Recorded information:

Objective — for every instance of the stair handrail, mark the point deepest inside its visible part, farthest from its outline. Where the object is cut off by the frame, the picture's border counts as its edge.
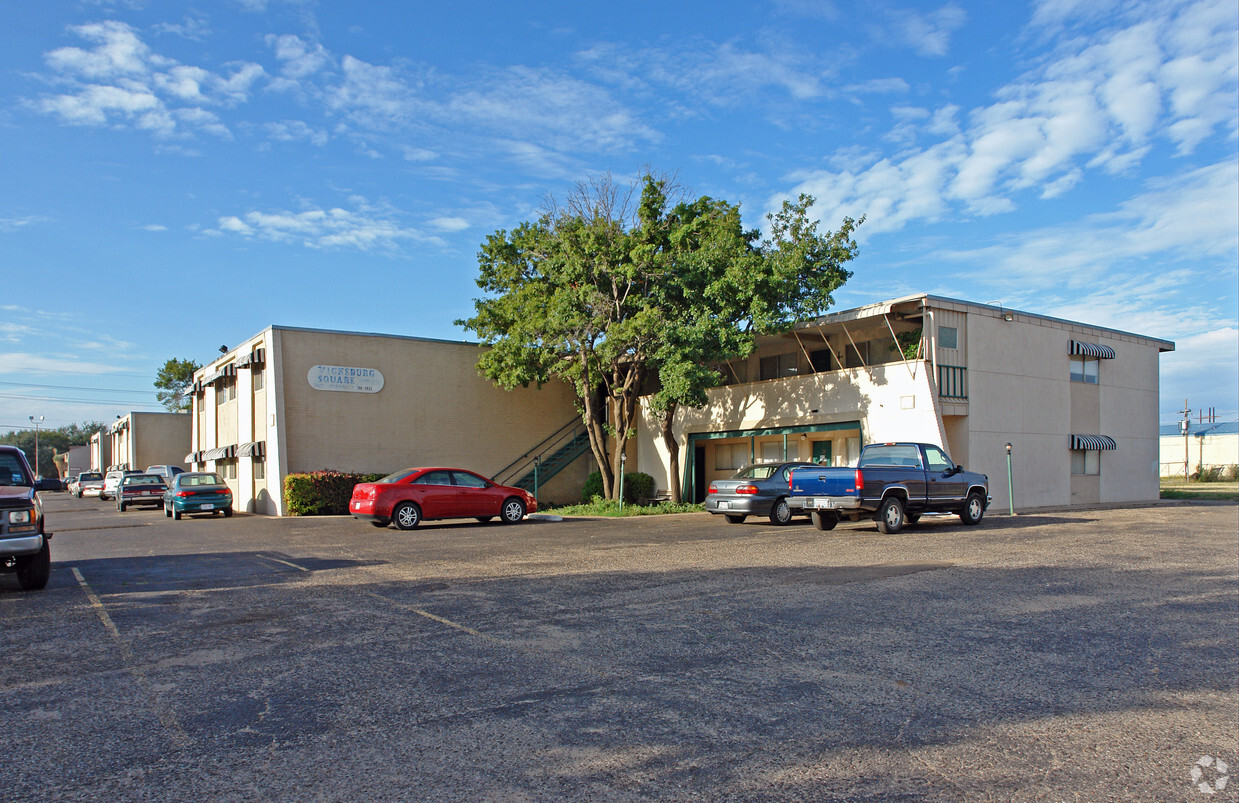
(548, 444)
---
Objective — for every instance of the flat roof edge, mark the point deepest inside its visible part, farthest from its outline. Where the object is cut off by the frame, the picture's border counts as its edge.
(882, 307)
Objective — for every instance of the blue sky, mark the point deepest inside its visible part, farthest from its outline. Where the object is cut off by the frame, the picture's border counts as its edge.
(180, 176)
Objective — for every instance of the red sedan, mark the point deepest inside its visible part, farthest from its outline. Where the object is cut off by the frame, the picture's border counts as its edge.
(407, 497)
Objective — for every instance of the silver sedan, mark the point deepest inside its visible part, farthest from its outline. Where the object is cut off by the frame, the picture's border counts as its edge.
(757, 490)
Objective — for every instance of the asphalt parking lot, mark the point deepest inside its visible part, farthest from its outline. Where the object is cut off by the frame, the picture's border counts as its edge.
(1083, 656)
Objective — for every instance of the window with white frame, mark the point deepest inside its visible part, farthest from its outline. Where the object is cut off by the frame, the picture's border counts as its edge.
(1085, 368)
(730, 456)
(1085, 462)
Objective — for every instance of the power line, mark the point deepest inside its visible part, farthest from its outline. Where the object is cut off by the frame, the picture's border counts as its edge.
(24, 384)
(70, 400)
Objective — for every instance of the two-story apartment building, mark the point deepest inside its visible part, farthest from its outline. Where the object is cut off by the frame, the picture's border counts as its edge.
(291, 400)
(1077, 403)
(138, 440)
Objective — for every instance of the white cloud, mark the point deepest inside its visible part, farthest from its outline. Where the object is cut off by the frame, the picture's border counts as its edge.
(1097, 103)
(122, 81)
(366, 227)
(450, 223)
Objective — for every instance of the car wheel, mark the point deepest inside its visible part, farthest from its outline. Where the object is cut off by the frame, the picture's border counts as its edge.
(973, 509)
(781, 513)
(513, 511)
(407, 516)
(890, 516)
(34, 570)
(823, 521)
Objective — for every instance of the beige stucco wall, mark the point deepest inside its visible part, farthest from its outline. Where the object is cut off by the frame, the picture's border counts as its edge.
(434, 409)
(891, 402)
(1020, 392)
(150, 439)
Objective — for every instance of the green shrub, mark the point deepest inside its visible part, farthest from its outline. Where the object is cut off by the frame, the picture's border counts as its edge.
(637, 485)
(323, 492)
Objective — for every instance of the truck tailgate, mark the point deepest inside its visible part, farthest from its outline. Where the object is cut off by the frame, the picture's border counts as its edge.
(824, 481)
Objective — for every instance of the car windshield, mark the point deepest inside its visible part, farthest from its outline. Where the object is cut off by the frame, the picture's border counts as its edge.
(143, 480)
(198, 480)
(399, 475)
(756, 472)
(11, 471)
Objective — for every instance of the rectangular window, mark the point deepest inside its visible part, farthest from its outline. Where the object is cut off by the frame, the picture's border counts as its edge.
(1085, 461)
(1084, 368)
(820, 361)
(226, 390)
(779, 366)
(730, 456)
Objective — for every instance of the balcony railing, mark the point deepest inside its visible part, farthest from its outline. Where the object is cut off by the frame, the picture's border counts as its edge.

Your instructions:
Reproduce only the part of the records that opens with the line containing "Objective — for every instance of the car windshield, mark" and closes with the line containing "Objective — for every instance of the balcony", giving every line again with each coordinate offset by adding 33 to it.

Completed exercise:
Objective — for every instance of the car windshield, mark the point deepest inside its visible part, farthest from its outline. Where the object is cut off by the frame, the picture's border counts as its edge.
(176, 513)
(231, 513)
(432, 508)
(789, 505)
(44, 504)
Objective — for every instance of the rectangular window, mark the point deepest inside its visible part, farthest from its outline. Where the object is cut off by the frame, the picture's border counts as its edge.
(1118, 494)
(1117, 401)
(853, 394)
(259, 423)
(812, 399)
(763, 489)
Objective — for every instance of the balcony railing, mark the point deepest inside its visible part, farthest from its outline. Where the object is cut off by the frame, the picture's border counts as its edge.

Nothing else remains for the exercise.